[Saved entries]
= = =

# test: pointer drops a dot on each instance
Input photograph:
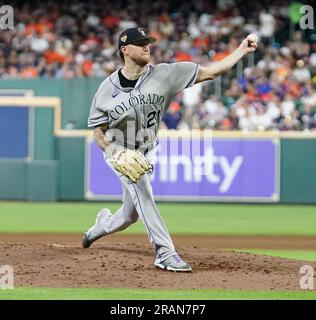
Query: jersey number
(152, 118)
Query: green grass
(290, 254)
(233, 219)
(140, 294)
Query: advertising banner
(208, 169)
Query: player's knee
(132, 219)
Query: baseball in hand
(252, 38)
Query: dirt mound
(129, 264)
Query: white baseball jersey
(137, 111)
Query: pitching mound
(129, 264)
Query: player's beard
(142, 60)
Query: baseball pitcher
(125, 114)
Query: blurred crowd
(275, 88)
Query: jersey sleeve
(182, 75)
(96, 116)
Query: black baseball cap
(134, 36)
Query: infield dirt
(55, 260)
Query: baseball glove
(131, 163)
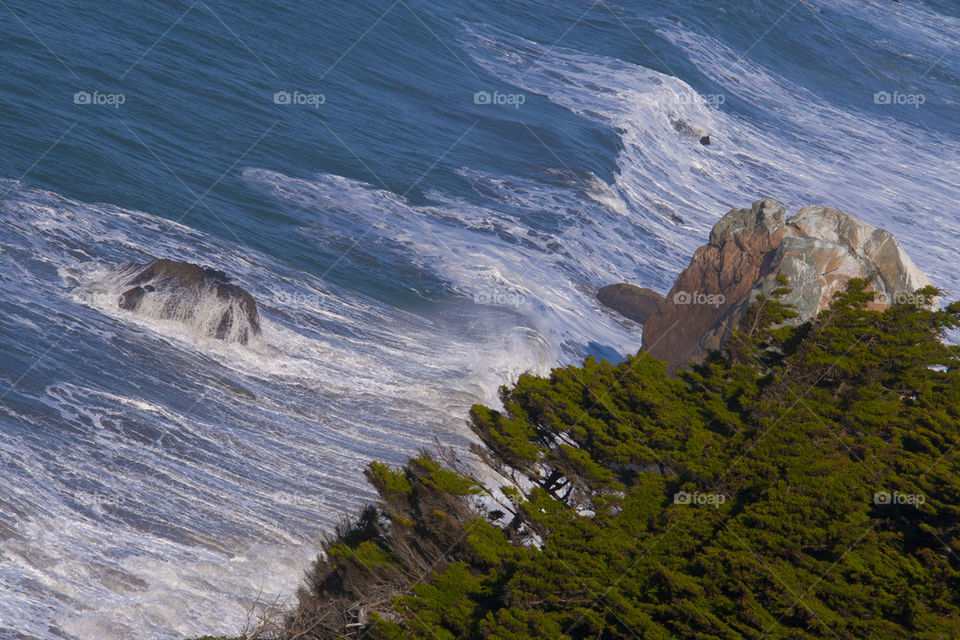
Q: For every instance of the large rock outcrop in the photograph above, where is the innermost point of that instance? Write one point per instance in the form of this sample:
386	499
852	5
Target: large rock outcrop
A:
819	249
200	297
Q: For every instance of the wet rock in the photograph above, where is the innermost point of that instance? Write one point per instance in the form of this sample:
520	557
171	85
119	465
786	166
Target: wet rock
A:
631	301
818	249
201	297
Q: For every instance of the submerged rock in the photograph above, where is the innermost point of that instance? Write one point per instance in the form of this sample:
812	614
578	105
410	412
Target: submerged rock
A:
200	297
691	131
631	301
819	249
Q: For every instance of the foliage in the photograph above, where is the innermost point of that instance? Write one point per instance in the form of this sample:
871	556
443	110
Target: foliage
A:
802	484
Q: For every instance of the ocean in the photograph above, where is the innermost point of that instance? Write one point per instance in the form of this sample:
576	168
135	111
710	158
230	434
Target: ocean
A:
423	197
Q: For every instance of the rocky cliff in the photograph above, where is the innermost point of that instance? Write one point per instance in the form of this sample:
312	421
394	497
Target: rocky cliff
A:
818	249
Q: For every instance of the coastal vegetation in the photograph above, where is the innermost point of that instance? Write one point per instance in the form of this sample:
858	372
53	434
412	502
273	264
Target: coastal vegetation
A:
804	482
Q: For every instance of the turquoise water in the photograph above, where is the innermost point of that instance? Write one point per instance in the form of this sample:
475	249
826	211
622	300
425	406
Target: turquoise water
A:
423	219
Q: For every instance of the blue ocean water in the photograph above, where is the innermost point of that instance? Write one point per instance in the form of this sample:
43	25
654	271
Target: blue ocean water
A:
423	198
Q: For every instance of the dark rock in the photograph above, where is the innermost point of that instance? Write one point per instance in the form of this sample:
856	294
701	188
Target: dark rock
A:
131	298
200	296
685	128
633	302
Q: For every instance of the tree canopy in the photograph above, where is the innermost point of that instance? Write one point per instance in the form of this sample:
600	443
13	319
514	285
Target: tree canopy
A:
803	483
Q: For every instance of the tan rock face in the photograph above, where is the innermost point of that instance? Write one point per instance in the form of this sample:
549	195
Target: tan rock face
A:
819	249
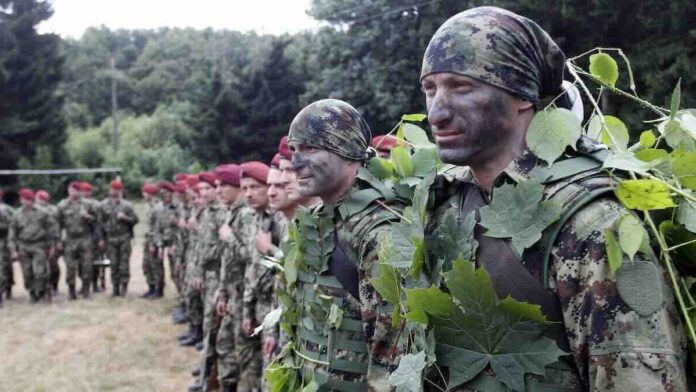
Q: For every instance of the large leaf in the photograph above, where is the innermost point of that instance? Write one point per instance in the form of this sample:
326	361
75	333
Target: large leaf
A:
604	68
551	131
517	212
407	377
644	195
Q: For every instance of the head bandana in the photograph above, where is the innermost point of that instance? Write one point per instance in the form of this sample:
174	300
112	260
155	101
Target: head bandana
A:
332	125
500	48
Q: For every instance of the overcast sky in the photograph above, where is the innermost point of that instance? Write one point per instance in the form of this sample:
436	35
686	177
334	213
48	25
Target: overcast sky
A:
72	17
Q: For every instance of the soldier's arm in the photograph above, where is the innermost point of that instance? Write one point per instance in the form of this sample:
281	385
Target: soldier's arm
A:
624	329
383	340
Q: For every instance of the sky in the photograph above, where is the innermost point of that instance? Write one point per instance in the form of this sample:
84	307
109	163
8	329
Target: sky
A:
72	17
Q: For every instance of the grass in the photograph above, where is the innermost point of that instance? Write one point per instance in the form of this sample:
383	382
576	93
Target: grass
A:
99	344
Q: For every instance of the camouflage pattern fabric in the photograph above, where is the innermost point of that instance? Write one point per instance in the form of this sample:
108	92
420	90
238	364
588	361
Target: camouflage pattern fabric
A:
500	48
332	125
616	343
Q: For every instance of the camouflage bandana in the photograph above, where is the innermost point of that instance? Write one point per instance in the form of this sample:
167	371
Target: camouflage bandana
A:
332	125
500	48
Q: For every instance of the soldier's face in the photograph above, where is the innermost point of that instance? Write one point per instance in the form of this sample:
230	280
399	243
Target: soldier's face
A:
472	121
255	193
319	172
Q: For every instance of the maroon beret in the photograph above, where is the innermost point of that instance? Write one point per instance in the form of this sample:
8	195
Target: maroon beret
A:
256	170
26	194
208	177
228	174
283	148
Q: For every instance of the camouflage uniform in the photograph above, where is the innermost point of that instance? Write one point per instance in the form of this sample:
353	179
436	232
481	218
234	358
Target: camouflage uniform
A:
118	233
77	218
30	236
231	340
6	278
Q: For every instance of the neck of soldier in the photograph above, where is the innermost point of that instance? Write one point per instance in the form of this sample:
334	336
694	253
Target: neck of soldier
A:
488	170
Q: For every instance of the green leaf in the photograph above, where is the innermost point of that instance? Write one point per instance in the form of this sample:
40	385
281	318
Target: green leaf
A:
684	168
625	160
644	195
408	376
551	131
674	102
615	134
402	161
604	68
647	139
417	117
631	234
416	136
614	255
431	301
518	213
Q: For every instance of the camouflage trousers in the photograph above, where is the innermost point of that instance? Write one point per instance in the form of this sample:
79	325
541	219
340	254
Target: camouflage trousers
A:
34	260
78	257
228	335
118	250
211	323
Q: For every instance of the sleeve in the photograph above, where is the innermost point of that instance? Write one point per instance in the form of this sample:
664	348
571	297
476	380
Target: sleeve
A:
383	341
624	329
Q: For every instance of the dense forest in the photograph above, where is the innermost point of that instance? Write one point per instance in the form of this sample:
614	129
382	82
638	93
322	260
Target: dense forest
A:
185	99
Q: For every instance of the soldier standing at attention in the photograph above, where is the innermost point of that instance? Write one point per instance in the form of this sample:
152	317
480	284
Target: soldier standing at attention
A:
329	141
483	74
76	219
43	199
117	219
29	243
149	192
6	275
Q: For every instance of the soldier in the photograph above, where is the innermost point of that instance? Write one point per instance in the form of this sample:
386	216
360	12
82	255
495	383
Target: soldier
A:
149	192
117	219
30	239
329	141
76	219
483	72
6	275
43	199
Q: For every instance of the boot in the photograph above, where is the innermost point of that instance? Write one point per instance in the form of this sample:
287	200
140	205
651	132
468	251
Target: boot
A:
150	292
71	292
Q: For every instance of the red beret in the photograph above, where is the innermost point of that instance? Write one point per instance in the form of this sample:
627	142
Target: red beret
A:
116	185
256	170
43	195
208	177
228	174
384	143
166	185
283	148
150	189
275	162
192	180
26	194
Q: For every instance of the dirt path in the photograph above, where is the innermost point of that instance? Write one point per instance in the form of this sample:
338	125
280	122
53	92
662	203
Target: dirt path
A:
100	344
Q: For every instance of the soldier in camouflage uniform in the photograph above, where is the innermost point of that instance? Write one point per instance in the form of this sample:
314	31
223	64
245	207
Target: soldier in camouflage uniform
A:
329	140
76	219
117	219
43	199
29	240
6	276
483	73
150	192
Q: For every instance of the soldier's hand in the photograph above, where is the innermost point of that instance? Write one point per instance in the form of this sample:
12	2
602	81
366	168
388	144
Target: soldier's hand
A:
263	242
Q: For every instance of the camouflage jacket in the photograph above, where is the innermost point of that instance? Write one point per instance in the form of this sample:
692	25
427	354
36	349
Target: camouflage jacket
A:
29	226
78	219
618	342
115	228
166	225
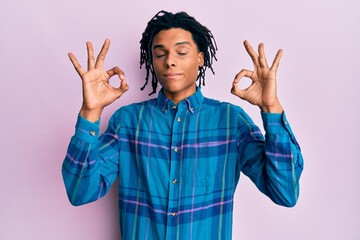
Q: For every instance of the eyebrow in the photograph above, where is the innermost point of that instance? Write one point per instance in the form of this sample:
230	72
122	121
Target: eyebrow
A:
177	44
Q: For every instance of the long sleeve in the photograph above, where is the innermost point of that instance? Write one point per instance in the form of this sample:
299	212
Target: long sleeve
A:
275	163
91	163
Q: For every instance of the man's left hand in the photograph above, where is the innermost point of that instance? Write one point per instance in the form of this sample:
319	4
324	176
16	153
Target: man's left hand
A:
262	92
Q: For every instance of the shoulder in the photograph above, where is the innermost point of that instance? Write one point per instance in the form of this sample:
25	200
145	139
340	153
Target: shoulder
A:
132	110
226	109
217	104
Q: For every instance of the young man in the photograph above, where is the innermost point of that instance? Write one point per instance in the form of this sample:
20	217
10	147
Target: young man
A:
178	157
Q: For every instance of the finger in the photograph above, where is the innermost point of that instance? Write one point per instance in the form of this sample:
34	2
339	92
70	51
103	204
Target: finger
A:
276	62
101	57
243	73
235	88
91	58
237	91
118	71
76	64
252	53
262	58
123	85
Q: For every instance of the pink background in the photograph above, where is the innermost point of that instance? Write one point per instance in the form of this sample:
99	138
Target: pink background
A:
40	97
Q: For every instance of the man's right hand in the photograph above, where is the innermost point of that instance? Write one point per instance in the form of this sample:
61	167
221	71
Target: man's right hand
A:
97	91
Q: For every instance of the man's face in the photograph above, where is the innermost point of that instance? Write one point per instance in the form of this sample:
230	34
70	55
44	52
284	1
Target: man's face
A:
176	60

= = =

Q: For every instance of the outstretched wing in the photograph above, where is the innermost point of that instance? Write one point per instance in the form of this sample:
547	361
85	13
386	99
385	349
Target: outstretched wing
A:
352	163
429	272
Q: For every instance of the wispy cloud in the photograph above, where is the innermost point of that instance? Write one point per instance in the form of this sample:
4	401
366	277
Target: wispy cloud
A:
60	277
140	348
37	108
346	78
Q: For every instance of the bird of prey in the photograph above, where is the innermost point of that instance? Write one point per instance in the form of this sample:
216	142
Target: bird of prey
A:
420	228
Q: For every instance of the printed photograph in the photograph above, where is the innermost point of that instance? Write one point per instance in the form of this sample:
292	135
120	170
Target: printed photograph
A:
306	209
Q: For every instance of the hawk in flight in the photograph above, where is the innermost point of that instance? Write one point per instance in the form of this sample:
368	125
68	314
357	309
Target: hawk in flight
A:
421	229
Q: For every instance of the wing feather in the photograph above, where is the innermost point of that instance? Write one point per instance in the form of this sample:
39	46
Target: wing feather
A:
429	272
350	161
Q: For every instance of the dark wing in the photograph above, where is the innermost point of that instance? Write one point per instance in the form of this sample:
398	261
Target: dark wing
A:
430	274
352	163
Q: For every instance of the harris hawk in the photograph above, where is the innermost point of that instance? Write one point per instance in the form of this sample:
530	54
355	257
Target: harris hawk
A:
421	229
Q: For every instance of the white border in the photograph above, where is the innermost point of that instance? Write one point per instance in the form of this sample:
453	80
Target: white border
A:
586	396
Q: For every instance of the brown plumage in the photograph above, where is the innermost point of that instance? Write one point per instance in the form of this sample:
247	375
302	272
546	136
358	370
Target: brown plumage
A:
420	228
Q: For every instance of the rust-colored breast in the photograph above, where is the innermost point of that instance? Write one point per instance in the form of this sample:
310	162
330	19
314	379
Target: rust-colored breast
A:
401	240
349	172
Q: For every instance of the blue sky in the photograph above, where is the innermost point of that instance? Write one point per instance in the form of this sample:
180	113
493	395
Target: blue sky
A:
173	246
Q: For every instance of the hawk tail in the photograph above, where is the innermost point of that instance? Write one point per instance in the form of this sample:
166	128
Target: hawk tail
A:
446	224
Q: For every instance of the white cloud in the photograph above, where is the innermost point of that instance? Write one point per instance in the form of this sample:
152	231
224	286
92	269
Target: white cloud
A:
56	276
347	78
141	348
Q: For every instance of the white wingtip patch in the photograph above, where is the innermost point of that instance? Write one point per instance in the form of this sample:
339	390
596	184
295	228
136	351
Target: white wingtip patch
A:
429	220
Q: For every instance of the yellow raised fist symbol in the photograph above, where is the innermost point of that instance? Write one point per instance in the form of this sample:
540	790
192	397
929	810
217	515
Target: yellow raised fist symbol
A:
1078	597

= = =

What the task requires
Wherever "border" appears in a line of the entries, copy that line.

Answer space
Q: For every instance of the white border in the photograph above, where is the innermost point of that instance? Write one point per instance in the form of this sample:
Target: white border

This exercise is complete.